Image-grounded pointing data
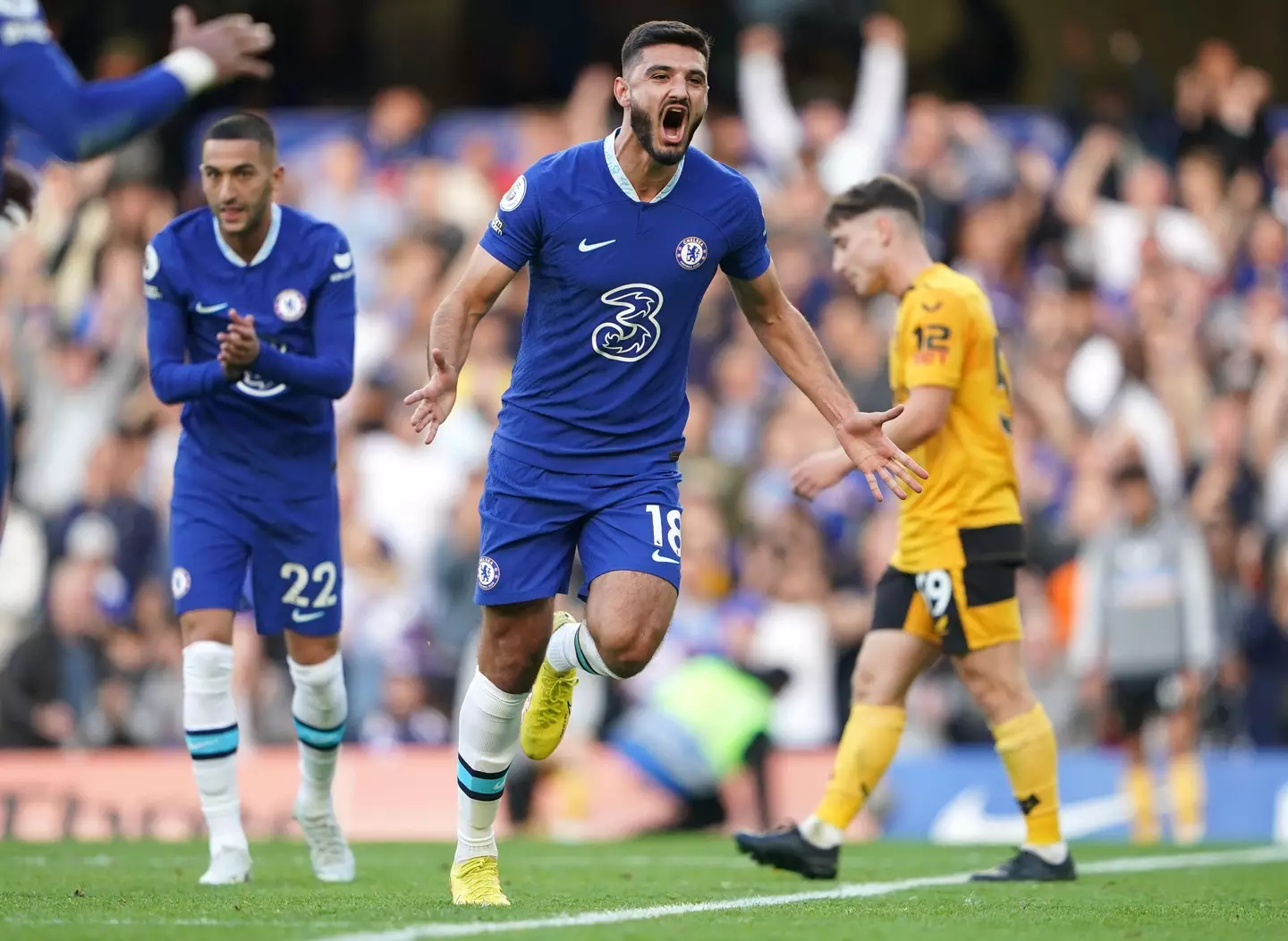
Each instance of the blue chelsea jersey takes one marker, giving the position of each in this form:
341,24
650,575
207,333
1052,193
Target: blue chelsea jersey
272,433
599,384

> [TASK STATEMENT]:
What you return must match the entries above exactly, apart from the pictures, which are left out.

> [RESPONSE FOR THIS EXERCISE]:
Each instance of the blue chelsea jersey takes one marker, giving the position of each in this form:
341,24
650,575
207,333
1052,193
Target: blue chelsea jersey
272,433
599,384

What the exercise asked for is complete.